What you will do –
Retype everything in the listing below from the line containing "If you could mark the grey" down to the line containing "(1402, 390)", keeping both of those lines and changing nothing.

Dataset –
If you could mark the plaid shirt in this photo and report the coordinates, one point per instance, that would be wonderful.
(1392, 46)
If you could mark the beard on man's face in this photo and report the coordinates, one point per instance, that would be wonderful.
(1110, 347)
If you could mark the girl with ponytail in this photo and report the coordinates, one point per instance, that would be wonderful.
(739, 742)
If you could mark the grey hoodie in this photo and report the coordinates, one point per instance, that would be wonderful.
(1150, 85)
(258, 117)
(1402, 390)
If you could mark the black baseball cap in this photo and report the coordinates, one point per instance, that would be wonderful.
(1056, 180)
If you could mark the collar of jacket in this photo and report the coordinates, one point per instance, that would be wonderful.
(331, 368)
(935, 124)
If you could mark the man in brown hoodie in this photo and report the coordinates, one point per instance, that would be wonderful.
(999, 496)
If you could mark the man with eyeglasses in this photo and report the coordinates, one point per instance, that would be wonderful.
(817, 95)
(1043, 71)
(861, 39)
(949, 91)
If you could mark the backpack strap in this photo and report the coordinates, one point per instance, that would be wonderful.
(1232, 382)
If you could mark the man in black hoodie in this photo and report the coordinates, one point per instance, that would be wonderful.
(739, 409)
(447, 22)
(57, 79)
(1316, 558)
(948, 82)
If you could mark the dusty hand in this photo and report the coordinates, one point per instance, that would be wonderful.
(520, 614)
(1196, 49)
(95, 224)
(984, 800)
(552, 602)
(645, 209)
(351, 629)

Solution –
If you could mark the grey hoodie in this photo and report the coordinates, one point per instance, that would be wonderful.
(1150, 85)
(258, 117)
(1402, 390)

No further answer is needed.